--- Text shown Enclosed Below ---

There are two types of shadows; one casts darkness and the other casts the brightness of revelation. Noah’s ark, in Genesis 6:14, is a shadow of the second kind, for it casts the bright revelation of God’s Salvation, Jesus Christ.
To the non-revelatory, Noah’s ark is just about a boat, and in Genesis 6 and 7 there is the neat little story of this boat and it’s maker, Noah. It would sound like grand fiction, except for the fact that Jesus believed it to have been real history. And of course, there is the constantly disputed geological record all around us, on casual display for all to see. The facts remain constant, while the interpretations vary according to worldviews.
Noah’s ark was a “shadow” of a later reality. The boat itself, was a hiding place from worldwide judgment, built by direct revelation from God which was given to the only receptive human of his day. We have the bare bones of the construction story, but it is revealed that Noah built the boat in the midst of at least probable verbal persecution from everyone else in his society.
Until Noah’s ark was built, it had apparently never really rained, for there was no need of it in the pre-diluvian world. There’s some amount of conjecture in this statement, but today it rains, and we live after the collapse of the atmospheric protective water canopy that enclosed the earth before the Flood. So it’s likely it didn’t rain then like it does now, if at all.
Following his long construction project, possibly lasting one hundred years, Noah was told to get inside the ark. By this time, the ark was stuffed with all the pairs of animals God chose to preserve. They came to the ark; Noah didn’t trap them; he didn’t have time to do so – they came by God’s choice and by God’s command. (It would seem obvious that God loves animals, and has only entrusted them to us).
In Genesis 7:15 and 16, we read how the animals that entered the ark, indeed, all the occupants of the ark, were male and female (not male with male or female with female). Aren’t we fortunate Noah took aboard his wife, instead of a male significant other? God’s rules; not mine.
It is significant that Noah finished the construction in time to benefit from it. God made sure it would happen that way, for He had already promised His salvation to Noah and his family. It is also significant that Noah didn’t close the door to the ark – God did, indeed, the beginning of God’s judgment was not the rain, but the sealing of those inside the ark safely away from those outside of it. And with God closing the door, Noah couldn’t take credit for the salvation that followed.
The entire story of Noah and his ark is a technicolor preview of the true Ark of God – Jesus Christ. Those who have been chosen for the Ark of God today will undergo various forms of persecution from those who have rejected God’s Ark. And only when God judges that the Ark is full will He, and He alone, close the door. Then judgment will rain on the earth, and it won’t be a forty day drizzle, but like the first judgment, it will be cataclysmic and worldwide. To those outside, it will be unavoidable and decisive.
Jesus Christ is the Ark. He Himself is the true Ark foreshadowed in Noah’s boat. Like Noah’s ark, Jesus is the only way to Salvation. There are no other ways; God has seen to that. This is a divine parallel to our statement, “His Way or the highway”.
And while Jesus is now equally available to all, like Noah’s day, not all will get in. Many, maybe most, will be derisive until God closes the door – then for them, the party will be over.
For those inside the Ark, the party will have just begun.

--- End of Enclosed Text shown ---

■ **Activity**
In the text on Noah's ark, who closed the door of the ark?

--- Information shown Enclosed Below ---

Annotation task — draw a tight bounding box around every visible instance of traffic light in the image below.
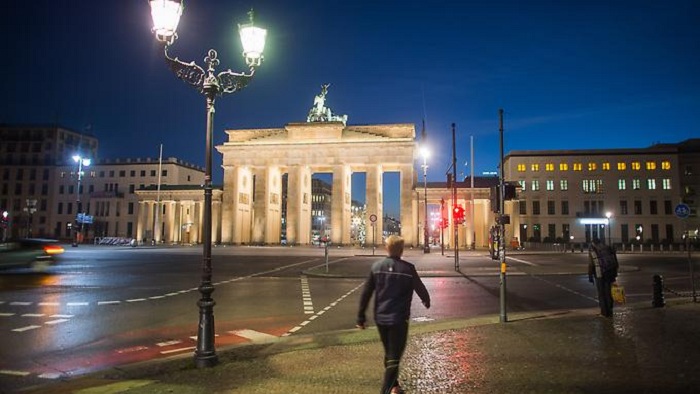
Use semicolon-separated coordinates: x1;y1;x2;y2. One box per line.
452;205;464;224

--- End of Enclosed Information shown ---

■ **Finished task**
God closed it, not Noah.